**Extracted text:**
II. Background and Hypotheses

Earnings Management

Manipulating reported earnings is a very real temptation faced by all accountants and financial professionals (Healy, 1985; Jones, 1991; Guenther, 1994; Healy and Wahlen, 2000; Matsumoto, 2002; Moehrle, 2002). Manipulating, or "managing," one's earnings takes a variety of forms and includes the practice of selectively choosing accounting estimates or timing operating or investment decisions to move reported earnings either upwards or downwards toward a desired goal (Schipper, 1989; Merchant and Rockness, 1994; Healy and Wahlen, 2000). Prior research reveals considerable disagreement regarding the ethical acceptability of the practice of managing earnings (Bruns and Merchant, 1990; Merchant and Rockness, 1994; Fischer and Rosenzweig, 1995). While some individuals view these decisions as part of the typical set of financial reporting decisions and responsibilities, others view them as attempts to intentionally mislead the financial community (Mintz, 1997).

Earnings management is one of the most important ethical issues accountants face in everyday practice around the world (Armstrong, 1993). Investors and creditors in every nation depend on accountants to provide fair and reliable financial information regardless of national orientation. Financial statement users must be certain that companies report accurate information on which their decisions must be based. Companies that engage in earnings management may mislead the public regarding the true economic profitability and/or variability and sustainability of their operations. If truthful reporting does not exist, investors might be led to pay a premium to purchase the company's shares, and creditors might be led to lend money at a rate not commensurate with the underlying economic risk of the company.

Although professional standards in all countries require accountants to present unbiased information (Choi et al., 1999), there are many ways to "manage" a company's reported accounting earnings (Schipper, 1989; Armstrong, 1993). A few examples of earnings management would include a company delaying the recognition of expenses or increasing its reported profits or assets to avoid violating existing debt covenants, or a group of executives intentionally delaying the signing of a profitable contract or underreporting company earnings in order to negotiate a favorable price in an anticipated management buyout offer. Company executives might also manage externally reported earnings in order to increase their bonus compensation, obtain loans on more favorable terms, increase or maintain the company's stock price, or report a smooth year–to–year revenues and earnings growth.

A large body of anecdotal and empirical evidence suggests that individuals or companies practice earnings management (Healy and Wahlen, 2000). Additionally, regulators in the US have also long expressed concern regarding the practice of earnings management (US House of Representatives, 1985, 1990). Former SEC (Securities and Exchange Commission) Chairman Arthur Levitt repeatedly voiced his concern that a growing number of corporations were eroding the quality of their financial reports by managing their reported earnings and presenting a skewed portrayal of the financial condition of their companies through the practice of earnings management (Levitt, 1998, 2000). Earnings management practices such as the practice of income smoothing are also well documented in countries outside of the US (Choi and Bavishi, 1983; Wallace et al., 1991). Consistent with these findings Ball et al. (2000) conclude that corporate earnings patterns differ across countries due to varied international institutional factors.

**Records for this task:**
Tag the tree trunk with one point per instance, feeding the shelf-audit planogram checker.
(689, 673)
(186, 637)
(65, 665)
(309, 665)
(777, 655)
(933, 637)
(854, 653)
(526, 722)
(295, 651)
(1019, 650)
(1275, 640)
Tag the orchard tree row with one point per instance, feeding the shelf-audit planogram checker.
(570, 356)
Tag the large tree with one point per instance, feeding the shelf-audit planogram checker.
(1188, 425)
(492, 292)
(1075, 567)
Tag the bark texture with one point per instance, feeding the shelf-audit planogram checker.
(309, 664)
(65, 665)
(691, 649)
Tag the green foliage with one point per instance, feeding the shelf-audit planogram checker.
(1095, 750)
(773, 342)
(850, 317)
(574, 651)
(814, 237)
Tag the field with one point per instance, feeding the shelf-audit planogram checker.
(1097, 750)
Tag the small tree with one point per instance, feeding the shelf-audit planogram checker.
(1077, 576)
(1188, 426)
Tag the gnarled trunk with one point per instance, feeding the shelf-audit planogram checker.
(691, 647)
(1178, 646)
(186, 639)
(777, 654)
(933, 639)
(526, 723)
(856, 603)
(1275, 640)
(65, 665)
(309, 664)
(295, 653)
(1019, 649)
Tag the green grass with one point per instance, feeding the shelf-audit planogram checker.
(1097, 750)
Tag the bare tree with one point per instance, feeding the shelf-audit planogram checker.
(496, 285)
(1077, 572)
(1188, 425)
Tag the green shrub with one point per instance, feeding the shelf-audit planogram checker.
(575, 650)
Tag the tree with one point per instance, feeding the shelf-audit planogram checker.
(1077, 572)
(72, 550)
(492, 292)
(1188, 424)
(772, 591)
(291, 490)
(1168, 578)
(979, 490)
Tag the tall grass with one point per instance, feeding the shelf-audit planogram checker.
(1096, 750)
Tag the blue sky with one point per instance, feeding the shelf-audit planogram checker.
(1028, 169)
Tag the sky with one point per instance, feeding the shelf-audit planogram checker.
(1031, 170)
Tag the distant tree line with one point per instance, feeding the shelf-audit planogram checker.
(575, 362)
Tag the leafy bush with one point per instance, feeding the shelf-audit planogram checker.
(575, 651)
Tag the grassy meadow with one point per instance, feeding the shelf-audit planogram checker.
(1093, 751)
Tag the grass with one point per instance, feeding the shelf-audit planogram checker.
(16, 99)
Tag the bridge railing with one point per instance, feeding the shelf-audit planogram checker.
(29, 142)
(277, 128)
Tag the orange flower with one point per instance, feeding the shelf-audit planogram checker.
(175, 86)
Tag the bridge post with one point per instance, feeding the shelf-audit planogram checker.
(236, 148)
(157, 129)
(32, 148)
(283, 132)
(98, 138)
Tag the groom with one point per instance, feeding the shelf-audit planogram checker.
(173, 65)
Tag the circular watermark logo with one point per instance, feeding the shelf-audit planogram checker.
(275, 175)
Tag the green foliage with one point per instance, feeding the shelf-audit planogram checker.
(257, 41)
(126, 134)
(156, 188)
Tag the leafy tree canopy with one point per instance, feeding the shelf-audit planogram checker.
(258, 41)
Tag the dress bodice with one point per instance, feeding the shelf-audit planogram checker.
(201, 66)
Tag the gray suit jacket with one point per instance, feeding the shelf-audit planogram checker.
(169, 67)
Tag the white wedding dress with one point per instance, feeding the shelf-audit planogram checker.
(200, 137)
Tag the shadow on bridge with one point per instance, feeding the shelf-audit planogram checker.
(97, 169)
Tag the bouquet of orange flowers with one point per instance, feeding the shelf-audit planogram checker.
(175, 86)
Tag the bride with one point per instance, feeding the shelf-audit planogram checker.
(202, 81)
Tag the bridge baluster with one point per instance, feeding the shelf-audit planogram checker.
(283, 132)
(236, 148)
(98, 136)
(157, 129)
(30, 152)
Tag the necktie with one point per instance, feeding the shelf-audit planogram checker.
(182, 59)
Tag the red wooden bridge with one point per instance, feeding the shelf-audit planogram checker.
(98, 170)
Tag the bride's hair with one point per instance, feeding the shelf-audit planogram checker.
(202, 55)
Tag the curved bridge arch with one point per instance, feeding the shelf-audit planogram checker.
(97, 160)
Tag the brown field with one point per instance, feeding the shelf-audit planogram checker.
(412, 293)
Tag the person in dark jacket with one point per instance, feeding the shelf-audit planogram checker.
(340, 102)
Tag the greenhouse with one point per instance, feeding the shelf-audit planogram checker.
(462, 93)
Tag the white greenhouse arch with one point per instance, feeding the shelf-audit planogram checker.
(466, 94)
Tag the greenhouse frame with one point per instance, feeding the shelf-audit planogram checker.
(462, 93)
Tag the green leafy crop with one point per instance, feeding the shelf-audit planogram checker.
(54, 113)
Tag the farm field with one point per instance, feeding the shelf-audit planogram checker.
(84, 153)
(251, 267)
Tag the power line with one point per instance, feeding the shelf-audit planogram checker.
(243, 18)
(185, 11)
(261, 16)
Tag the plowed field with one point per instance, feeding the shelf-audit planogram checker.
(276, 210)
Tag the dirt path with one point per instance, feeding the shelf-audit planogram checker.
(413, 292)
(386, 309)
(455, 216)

**What to do:**
1. Reproduce the passage on earnings management from "Earnings management is" to "of the company.".
2. Pick out every line of the entries that contains the string "trunk", treating uppercase and lowercase as different.
The passage on earnings management and the entries come from unrelated sources.

**Task-by-task solutions:**
1.
Earnings management is one of the most important ethical issues accountants face in everyday practice around the world (Armstrong, 1993). Investors and creditors in every nation depend on accountants to provide fair and reliable financial information regardless of national orientation. Financial statement users must be certain that companies report accurate information on which their decisions must be based. Companies that engage in earnings management may mislead the public regarding the true economic profitability and/or variability and sustainability of their operations. If truthful reporting does not exist, investors might be led to pay a premium to purchase the company's shares, and creditors might be led to lend money at a rate not commensurate with the underlying economic risk of the company.

2.
Tag the tree trunk with one point per instance, feeding the shelf-audit planogram checker.
Tag the gnarled trunk with one point per instance, feeding the shelf-audit planogram checker.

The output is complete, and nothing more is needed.